What is being asked: Put every line of the records below, from the first line down through the line containing "x=313 y=681", into a JSON list of strings with one string per line. Leave out blank lines.

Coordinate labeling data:
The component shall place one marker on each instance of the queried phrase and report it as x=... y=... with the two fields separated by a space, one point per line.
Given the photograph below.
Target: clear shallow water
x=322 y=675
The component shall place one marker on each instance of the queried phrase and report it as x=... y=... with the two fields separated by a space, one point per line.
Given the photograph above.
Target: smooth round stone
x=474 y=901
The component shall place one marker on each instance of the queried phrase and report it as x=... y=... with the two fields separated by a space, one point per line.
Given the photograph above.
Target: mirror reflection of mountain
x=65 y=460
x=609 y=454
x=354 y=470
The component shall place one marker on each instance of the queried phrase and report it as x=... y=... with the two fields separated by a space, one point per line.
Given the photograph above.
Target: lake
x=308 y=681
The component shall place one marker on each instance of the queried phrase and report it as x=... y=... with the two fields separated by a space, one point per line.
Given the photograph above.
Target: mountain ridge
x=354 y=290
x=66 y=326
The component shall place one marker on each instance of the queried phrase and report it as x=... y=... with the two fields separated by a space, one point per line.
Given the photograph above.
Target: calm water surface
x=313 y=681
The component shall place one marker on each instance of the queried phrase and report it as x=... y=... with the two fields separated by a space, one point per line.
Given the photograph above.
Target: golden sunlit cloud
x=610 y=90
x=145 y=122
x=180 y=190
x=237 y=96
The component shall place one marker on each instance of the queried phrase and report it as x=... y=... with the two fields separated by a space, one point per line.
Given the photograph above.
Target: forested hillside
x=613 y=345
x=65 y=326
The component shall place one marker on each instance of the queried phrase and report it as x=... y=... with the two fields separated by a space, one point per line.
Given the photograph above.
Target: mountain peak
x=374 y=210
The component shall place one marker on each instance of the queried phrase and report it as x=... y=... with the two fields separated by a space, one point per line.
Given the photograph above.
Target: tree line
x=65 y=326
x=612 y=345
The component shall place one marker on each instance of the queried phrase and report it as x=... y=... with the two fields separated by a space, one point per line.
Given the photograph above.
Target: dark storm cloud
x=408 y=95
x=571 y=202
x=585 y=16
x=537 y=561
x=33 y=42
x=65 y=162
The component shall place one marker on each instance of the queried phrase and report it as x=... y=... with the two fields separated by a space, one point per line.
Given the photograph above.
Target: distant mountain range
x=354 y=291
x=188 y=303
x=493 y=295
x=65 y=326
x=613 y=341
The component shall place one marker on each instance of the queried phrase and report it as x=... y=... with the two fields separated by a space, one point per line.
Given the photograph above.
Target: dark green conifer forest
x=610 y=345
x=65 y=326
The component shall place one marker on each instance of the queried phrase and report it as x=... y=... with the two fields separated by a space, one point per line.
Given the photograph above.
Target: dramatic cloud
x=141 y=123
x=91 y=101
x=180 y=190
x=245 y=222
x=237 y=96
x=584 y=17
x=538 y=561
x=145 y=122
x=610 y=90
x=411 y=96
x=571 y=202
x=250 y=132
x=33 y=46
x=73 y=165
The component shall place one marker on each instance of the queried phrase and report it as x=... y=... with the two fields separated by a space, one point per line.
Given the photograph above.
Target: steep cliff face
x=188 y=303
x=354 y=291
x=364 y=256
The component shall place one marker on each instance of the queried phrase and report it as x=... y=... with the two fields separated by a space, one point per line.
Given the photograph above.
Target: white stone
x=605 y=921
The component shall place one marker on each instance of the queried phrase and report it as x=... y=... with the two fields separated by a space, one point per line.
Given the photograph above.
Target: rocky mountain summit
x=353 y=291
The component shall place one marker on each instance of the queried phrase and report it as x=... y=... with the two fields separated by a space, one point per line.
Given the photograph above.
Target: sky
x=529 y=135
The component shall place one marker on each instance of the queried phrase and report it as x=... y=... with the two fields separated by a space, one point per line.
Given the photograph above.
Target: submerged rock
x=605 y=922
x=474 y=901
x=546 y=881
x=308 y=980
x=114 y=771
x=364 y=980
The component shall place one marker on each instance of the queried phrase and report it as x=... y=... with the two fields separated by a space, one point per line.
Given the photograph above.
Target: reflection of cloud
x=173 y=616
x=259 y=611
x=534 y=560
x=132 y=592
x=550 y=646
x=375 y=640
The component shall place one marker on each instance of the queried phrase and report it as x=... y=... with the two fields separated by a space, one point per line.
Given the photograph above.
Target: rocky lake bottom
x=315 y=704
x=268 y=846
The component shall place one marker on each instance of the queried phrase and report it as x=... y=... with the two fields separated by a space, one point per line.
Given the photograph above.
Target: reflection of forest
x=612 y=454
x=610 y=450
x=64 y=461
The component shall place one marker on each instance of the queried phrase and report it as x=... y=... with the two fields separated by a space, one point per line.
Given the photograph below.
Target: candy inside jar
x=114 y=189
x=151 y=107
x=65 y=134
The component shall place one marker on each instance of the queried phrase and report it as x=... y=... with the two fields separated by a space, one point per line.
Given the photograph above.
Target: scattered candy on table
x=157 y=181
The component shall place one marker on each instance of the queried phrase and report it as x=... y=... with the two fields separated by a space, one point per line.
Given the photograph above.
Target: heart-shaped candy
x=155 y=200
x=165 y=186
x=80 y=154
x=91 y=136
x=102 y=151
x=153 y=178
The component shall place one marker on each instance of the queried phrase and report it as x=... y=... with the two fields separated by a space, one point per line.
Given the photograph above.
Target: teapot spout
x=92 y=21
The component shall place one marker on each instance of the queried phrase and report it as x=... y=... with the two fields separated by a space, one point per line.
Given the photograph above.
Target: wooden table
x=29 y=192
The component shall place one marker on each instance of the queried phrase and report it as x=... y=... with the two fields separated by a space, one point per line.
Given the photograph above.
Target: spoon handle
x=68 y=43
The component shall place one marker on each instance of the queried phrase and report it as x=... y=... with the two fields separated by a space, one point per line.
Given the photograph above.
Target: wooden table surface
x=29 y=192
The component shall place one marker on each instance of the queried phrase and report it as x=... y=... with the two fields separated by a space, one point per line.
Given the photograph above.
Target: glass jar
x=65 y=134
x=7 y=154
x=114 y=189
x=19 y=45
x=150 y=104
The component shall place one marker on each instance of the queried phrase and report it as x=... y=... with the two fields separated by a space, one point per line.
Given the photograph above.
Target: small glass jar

Written reply:
[
  "The component shall place one marker on each instance of the queried phrase and report it as x=... y=... with the two fields separated by a space, one point per line.",
  "Given the photograph below.",
  "Target: clear shallow water",
  "x=322 y=675",
  "The component shall place one marker on each instance of the queried phrase and report it as x=... y=... with the two fields separated by a space, one point per line.",
  "Given the photograph above.",
  "Target: smooth round stone",
  "x=474 y=901",
  "The component shall place one marker on each instance of the queried phrase and report it as x=... y=... with the two fields separated by a space, one point per line.",
  "Given the photograph above.",
  "Target: mirror reflection of mountain",
  "x=65 y=460",
  "x=609 y=454",
  "x=354 y=470",
  "The component shall place one marker on each instance of the queried phrase and report it as x=... y=... with the two fields separated by a space, one point per line.",
  "Given the photograph above.",
  "Target: lake",
  "x=308 y=681",
  "The component shall place one marker on each instance of the queried phrase and report it as x=... y=... with the two fields separated by a space, one point per line.",
  "Given the photograph above.",
  "Target: mountain ridge",
  "x=354 y=290",
  "x=66 y=326",
  "The component shall place one marker on each instance of the queried phrase and report it as x=... y=... with the two fields separated by a space, one point per line.",
  "Given the photograph above.",
  "Target: calm water surface",
  "x=313 y=681"
]